═════ Given text ═════
|
Chapter
12 - After The
Desert It was a Sunday morning. I had
slept in due to my late arrival home from being in the desert with Rama. I ambled into the kitchen to fix myself some
breakfast. I was very sleepy. I opened the door to the refrigerator and suddenly my stomach turned and
I found myself wide awake! I
noticed that I had this uneasy, kind of queasy feeling every time I
thought about eating anything that was meat or had meat in it. It took me a couple of minutes of confusion before it all set in. "Oh shit! I'm a vegetarian!" I
exclaimed. This was a calamity! I loved meat. I had always made fun of vegetarians. My refrigerator was stocked with ham, roast beef, steaks, hamburger,
bacon, sausage, stews and other fine meat-laden food. I had never wanted to give up meat. I didn't want to now! I racked my brain and tried to think of what Rama had talked about in the
desert. I was sure that he hadn't
mentioned anything about being a vegetarian.
I was confused and yet I knew this new development was a direct
result of being in the desert with him. As the day wore on, I resigned myself to this new role. I called over a couple of my friends and gave
them most of the food in my refrigerator.
They were happy as clams to get all of this great food. It was so strange; being around meat didn't bother me or make me feel funny.
I didn't mind being around other people eating meat.
In fact, I envied them. I was only affected when I entertained the
thought of eating meat myself. I
was a forced vegetarian! The strangeness didn't end with the discovery of being a vegetarian.
Rama wasn't done with me yet! That afternoon I thought it would be nice to try out some of the restaurants
that featured vegetarian food. I
phoned one of my girlfriends, Anne.
She sounded strange on the phone.
As we talked she said that she felt she couldn't continue in
our relationship. She needed
"space." I then proceeded to call up my other girlfriends. Since my divorce, I had been enjoying a very
active social life. To my amazement, all my girlfriends were either moving out of town, moving
back in with their old boyfriends or simply unavailable. I finally sat my little black book down and meditated for a while. I wanted to see what was going on. Then it hit me! I was not only
a vegetarian, but I was also celibate! For the next six months I ate no meat, and to put it bluntly, couldn't
score in a whorehouse. I learned
to endure these forced changes and tried to observe my life. I perceived how being a vegetarian and celibate
allowed me to retain more power and control over my thoughts and focus.
═════ Source information ═════
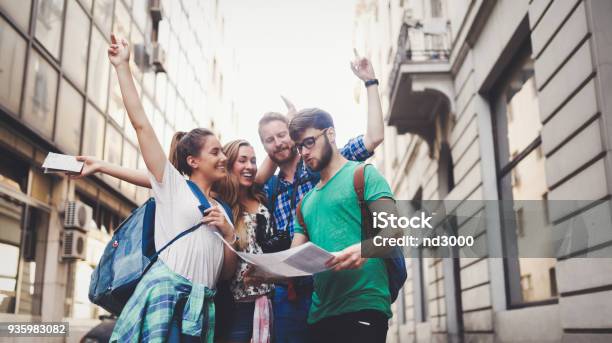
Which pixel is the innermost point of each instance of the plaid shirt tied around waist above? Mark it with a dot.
(163, 302)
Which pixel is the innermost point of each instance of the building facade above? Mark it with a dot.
(58, 93)
(499, 100)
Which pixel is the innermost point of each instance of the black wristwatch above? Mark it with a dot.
(371, 82)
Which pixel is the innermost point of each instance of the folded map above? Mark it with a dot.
(58, 163)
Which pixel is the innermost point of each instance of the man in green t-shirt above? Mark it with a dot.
(351, 302)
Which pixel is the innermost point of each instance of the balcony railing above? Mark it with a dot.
(421, 43)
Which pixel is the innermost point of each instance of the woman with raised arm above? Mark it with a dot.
(251, 315)
(174, 299)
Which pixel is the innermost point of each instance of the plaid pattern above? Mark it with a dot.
(354, 150)
(149, 315)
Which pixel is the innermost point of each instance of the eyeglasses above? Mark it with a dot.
(309, 142)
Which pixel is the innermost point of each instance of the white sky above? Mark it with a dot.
(300, 49)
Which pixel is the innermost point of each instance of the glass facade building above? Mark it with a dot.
(59, 93)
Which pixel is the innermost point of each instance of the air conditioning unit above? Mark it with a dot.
(158, 58)
(156, 10)
(77, 215)
(74, 245)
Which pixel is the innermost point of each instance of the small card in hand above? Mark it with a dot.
(65, 164)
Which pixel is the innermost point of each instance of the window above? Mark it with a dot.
(12, 57)
(22, 247)
(40, 97)
(49, 25)
(436, 8)
(74, 57)
(97, 82)
(103, 14)
(87, 5)
(522, 177)
(69, 116)
(19, 10)
(93, 132)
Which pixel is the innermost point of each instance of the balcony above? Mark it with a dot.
(420, 83)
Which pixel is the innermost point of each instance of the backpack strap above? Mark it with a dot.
(359, 186)
(298, 212)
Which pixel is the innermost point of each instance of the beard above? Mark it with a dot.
(292, 154)
(325, 157)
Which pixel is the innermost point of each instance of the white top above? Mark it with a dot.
(198, 256)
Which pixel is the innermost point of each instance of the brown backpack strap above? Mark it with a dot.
(359, 185)
(298, 211)
(359, 182)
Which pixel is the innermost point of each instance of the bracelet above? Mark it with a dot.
(371, 82)
(236, 238)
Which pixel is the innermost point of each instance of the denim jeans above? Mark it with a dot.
(290, 324)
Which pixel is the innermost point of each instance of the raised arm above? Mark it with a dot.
(92, 165)
(152, 152)
(376, 129)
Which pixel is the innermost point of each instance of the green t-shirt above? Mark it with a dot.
(333, 222)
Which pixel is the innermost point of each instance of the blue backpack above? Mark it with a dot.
(130, 254)
(395, 263)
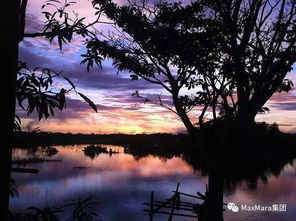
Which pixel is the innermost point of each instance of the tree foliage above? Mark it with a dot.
(35, 89)
(228, 56)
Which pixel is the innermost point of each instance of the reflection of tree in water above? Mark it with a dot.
(249, 158)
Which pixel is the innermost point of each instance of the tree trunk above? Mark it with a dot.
(9, 57)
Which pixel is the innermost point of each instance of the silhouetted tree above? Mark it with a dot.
(223, 57)
(33, 89)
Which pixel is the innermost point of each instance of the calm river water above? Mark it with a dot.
(121, 183)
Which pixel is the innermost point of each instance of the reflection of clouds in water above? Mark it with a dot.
(121, 184)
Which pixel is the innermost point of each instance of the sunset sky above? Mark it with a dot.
(119, 112)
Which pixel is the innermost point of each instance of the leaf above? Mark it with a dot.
(70, 82)
(86, 99)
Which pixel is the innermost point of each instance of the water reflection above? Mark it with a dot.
(123, 181)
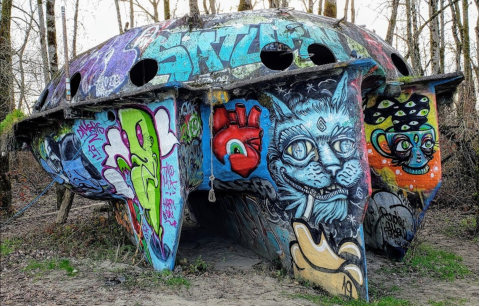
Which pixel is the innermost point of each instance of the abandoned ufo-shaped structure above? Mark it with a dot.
(284, 129)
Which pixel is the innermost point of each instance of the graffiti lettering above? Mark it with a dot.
(94, 152)
(90, 129)
(168, 212)
(198, 51)
(191, 128)
(167, 173)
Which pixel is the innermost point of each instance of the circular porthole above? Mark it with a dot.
(276, 56)
(400, 65)
(143, 71)
(75, 83)
(321, 55)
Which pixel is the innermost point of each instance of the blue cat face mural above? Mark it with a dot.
(314, 159)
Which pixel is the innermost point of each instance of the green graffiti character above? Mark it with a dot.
(140, 136)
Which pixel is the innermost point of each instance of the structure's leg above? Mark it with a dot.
(404, 156)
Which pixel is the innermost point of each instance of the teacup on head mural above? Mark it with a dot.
(410, 141)
(265, 108)
(410, 149)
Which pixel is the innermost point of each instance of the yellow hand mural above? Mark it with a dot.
(321, 265)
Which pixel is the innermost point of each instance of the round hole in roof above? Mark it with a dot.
(400, 65)
(320, 54)
(143, 71)
(276, 56)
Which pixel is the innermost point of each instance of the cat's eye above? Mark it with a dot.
(235, 146)
(403, 146)
(385, 104)
(344, 147)
(299, 149)
(427, 143)
(423, 112)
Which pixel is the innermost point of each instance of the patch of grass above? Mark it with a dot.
(7, 246)
(52, 264)
(95, 238)
(199, 266)
(335, 300)
(150, 279)
(428, 261)
(448, 302)
(464, 228)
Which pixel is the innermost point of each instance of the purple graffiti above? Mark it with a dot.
(90, 129)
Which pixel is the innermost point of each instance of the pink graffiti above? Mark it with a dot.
(167, 173)
(94, 152)
(168, 212)
(90, 129)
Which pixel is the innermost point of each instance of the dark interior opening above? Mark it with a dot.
(276, 56)
(41, 100)
(143, 71)
(400, 65)
(75, 83)
(321, 55)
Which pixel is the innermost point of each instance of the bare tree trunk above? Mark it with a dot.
(205, 7)
(213, 7)
(470, 106)
(64, 210)
(346, 7)
(442, 45)
(52, 38)
(330, 8)
(166, 9)
(434, 37)
(75, 29)
(155, 10)
(412, 30)
(155, 4)
(245, 5)
(310, 6)
(60, 193)
(353, 12)
(132, 16)
(118, 16)
(21, 64)
(320, 7)
(392, 22)
(43, 42)
(5, 103)
(456, 24)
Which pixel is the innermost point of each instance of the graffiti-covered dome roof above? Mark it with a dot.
(219, 50)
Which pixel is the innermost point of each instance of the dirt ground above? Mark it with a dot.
(233, 276)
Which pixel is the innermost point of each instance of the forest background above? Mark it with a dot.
(434, 36)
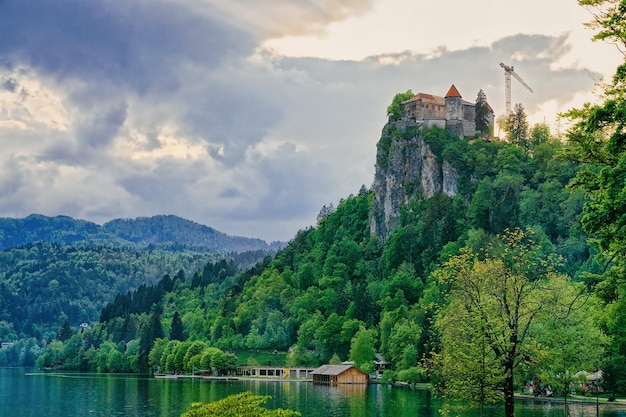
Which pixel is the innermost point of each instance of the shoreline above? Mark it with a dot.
(590, 401)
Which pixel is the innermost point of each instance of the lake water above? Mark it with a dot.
(25, 393)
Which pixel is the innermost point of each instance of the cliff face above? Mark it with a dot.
(406, 168)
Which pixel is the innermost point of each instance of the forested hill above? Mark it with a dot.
(54, 269)
(163, 229)
(337, 287)
(156, 230)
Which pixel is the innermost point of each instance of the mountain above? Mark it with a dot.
(157, 230)
(164, 229)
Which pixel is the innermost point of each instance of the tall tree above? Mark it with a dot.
(503, 293)
(362, 350)
(569, 338)
(395, 109)
(598, 140)
(66, 332)
(517, 127)
(483, 114)
(177, 332)
(149, 332)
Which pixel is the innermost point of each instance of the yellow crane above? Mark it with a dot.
(508, 71)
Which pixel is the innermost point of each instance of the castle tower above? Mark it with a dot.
(454, 112)
(453, 100)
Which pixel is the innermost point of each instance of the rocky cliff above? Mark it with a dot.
(406, 168)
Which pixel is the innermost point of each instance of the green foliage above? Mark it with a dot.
(362, 351)
(245, 404)
(483, 115)
(493, 302)
(598, 141)
(516, 127)
(394, 110)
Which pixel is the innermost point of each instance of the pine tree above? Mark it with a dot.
(482, 114)
(150, 331)
(66, 332)
(177, 332)
(517, 127)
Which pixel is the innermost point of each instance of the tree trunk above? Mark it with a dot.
(509, 405)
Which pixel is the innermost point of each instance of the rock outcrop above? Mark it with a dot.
(406, 169)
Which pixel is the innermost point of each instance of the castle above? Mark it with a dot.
(450, 112)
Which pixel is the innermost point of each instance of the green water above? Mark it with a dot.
(26, 393)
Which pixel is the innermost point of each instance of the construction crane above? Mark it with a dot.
(508, 71)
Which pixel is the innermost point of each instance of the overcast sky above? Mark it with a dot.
(248, 116)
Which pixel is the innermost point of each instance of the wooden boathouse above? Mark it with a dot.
(339, 374)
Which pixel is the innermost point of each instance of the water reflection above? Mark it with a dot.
(74, 395)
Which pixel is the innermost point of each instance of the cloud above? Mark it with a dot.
(151, 107)
(293, 17)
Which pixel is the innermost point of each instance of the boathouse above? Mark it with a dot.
(339, 374)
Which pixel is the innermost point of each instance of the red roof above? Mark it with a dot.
(453, 92)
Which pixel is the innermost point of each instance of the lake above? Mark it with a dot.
(25, 393)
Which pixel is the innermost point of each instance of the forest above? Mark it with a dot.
(515, 282)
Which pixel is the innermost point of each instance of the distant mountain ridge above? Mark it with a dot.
(156, 230)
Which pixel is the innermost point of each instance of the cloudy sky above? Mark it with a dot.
(248, 116)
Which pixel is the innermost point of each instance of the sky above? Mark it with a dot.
(248, 116)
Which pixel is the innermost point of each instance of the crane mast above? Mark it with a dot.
(508, 71)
═════
About this exercise: For each statement, say yes or no according to the chapter about the morning after the desert trip, and quote the words from it that settle the answer. 1. The narrator handed most of the refrigerator's food over to friends. 2. Being near other people while they ate meat made the narrator feel sick. 3. The narrator went without meat for a full year.

Response to this task:
1. Yes: "I called over a couple of my friends and gave them most of the food in my refrigerator."
2. No: "I didn't mind being around other people eating meat."
3. No: "For the next six months I ate no meat"